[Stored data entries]
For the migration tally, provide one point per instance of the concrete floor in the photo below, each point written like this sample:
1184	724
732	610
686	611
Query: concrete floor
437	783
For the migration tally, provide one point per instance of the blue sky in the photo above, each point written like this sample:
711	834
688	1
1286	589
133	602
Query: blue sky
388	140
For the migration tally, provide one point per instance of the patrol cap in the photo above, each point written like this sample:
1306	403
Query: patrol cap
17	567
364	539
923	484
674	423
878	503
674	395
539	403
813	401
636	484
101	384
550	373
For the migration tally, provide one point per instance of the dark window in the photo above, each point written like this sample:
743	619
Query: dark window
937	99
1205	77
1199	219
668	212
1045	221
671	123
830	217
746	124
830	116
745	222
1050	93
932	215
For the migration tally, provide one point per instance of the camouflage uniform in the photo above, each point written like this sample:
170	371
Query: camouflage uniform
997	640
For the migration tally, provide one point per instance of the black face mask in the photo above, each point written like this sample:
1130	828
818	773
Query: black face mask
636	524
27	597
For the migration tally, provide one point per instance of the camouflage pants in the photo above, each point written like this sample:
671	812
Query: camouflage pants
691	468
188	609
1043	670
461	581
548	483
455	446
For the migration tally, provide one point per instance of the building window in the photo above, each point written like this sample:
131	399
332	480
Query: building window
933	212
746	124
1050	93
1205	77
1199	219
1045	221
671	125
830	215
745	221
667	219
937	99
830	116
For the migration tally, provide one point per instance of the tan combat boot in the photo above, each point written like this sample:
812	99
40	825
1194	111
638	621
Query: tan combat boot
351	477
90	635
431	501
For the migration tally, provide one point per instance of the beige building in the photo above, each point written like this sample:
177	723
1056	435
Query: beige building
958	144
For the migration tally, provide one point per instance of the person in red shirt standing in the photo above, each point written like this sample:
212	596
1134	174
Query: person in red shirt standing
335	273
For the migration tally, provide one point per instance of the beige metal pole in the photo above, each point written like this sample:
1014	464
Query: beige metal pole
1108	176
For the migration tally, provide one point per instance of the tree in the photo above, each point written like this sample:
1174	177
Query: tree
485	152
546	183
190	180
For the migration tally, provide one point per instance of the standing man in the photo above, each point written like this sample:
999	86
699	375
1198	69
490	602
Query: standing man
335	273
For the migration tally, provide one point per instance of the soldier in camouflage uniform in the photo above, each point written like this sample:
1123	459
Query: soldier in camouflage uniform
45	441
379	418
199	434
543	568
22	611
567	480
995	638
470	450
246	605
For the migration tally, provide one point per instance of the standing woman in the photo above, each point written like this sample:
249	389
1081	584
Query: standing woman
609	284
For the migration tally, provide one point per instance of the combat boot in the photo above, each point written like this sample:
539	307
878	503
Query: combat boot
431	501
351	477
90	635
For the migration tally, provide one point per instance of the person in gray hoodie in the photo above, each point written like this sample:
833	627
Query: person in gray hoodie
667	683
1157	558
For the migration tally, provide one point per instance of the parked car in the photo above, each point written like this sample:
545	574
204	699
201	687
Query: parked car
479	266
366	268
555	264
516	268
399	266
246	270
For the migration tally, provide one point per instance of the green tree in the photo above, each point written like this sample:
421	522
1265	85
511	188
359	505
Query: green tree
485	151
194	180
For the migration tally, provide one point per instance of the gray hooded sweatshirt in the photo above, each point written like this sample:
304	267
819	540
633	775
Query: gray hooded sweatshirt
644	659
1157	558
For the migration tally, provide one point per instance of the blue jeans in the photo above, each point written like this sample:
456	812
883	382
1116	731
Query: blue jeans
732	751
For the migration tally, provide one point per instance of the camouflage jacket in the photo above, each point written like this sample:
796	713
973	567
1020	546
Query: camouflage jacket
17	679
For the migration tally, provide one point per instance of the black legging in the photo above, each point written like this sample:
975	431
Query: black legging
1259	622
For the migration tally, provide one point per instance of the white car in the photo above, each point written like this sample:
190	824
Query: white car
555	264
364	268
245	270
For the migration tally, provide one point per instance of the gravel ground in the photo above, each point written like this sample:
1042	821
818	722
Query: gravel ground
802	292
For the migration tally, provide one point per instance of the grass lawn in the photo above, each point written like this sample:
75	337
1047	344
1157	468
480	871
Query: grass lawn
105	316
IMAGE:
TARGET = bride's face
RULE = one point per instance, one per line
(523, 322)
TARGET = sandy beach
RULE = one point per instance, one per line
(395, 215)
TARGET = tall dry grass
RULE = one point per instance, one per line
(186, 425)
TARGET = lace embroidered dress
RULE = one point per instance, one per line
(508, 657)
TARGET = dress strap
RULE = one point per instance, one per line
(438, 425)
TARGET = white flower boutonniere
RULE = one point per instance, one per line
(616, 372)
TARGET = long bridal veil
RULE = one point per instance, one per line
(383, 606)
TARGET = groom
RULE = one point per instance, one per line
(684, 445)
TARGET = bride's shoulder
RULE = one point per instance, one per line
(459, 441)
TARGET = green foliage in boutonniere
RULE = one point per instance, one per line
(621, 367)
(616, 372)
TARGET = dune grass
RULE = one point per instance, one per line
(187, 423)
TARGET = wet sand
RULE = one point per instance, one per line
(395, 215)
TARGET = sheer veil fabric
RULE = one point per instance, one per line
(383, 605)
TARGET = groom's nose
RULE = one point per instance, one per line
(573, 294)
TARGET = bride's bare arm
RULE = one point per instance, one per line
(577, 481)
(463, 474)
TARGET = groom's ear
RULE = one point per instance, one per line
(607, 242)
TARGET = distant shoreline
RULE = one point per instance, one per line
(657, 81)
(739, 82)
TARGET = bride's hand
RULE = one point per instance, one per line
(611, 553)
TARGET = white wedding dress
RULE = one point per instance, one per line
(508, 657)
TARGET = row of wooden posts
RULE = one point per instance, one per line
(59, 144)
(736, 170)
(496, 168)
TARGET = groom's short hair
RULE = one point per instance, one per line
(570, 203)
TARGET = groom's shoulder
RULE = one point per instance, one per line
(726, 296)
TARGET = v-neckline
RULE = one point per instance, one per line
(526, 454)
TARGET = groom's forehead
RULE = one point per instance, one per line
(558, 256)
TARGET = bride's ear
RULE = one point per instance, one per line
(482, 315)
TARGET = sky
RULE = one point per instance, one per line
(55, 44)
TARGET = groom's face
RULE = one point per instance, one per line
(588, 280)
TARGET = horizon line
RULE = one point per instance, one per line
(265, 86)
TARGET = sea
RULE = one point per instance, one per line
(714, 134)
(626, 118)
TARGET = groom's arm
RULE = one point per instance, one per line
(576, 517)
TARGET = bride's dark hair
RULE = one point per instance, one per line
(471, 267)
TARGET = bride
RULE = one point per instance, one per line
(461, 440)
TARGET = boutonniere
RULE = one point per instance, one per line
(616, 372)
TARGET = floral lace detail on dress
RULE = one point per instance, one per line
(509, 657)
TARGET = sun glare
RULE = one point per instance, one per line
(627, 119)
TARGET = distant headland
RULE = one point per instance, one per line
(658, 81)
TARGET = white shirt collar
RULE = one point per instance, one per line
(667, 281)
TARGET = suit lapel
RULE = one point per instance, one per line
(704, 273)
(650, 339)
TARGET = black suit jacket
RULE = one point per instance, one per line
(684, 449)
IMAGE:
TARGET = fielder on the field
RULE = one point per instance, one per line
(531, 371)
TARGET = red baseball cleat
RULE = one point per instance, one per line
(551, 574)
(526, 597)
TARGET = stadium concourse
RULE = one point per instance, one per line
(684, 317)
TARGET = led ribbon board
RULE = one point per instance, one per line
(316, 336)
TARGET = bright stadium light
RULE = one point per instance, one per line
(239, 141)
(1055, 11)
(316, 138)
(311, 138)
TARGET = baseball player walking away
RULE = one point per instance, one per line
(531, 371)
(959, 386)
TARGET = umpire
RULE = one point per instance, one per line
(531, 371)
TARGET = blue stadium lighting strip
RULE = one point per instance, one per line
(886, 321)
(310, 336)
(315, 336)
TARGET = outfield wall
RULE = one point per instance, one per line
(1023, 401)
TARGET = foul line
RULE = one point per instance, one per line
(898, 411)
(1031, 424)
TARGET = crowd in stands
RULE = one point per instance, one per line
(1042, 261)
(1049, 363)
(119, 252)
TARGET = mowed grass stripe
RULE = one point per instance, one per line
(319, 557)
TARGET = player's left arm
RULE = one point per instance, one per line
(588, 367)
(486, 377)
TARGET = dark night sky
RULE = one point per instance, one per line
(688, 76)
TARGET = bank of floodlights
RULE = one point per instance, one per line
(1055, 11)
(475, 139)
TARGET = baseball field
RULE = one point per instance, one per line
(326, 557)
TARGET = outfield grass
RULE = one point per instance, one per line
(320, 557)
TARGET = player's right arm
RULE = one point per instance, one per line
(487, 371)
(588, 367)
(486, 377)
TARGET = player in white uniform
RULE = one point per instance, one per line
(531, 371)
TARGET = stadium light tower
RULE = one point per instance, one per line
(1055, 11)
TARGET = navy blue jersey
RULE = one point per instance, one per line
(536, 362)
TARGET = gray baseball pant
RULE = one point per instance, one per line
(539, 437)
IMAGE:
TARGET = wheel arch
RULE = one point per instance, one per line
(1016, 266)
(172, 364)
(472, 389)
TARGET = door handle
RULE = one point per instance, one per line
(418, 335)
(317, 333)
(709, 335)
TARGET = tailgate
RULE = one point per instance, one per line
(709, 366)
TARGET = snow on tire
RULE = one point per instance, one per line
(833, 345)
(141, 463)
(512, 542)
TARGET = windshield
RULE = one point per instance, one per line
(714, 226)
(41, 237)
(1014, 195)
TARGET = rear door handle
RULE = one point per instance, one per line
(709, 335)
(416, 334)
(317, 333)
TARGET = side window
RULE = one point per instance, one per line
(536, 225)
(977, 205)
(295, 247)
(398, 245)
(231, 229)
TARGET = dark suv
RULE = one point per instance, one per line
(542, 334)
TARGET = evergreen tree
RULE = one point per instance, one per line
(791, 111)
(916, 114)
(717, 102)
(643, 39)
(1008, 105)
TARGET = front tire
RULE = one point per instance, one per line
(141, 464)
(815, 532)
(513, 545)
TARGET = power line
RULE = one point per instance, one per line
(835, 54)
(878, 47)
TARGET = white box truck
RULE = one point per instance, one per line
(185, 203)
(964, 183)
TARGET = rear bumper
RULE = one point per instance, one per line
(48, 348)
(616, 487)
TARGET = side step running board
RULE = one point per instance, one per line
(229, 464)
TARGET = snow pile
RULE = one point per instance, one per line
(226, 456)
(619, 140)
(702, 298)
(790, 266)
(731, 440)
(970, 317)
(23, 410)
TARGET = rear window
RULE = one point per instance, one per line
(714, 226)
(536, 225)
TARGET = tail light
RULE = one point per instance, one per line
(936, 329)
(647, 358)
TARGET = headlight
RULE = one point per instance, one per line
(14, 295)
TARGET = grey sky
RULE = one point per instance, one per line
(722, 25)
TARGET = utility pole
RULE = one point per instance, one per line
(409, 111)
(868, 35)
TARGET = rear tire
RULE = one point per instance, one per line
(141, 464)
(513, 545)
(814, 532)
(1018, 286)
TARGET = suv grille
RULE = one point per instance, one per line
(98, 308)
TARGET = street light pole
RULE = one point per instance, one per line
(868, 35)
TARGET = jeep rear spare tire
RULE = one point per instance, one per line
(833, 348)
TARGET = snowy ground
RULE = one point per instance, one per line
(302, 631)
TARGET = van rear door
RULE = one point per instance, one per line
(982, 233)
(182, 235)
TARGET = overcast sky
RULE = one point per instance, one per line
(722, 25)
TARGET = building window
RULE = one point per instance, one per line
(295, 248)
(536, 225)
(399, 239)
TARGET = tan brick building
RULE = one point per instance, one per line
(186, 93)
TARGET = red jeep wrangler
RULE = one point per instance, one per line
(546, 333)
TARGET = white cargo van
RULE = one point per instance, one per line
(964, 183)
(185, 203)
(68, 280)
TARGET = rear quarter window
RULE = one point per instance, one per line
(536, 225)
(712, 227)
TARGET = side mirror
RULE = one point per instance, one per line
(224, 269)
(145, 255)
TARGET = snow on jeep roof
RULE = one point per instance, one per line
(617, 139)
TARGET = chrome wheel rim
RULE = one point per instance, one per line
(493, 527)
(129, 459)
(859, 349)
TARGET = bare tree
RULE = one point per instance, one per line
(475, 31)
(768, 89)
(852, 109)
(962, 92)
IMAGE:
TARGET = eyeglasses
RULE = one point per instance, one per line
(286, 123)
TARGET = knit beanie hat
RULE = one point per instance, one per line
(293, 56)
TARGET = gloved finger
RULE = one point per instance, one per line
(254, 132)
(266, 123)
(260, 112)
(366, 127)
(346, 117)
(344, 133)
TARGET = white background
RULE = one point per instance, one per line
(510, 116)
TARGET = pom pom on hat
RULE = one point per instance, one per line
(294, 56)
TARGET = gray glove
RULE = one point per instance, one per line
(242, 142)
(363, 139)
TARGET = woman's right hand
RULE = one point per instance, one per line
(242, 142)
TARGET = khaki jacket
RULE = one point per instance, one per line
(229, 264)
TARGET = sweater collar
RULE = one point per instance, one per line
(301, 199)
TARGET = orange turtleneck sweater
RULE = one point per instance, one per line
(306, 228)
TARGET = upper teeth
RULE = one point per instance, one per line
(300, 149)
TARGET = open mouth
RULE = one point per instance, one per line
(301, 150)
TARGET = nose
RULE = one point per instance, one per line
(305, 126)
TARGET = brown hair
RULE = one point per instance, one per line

**WORK TO COMPLETE**
Among the records above, find the lines where the word "veil" appears and copy them.

**RESULT OF THE TASK**
TARGET = long bridal veil
TARGET = sheer veil fabric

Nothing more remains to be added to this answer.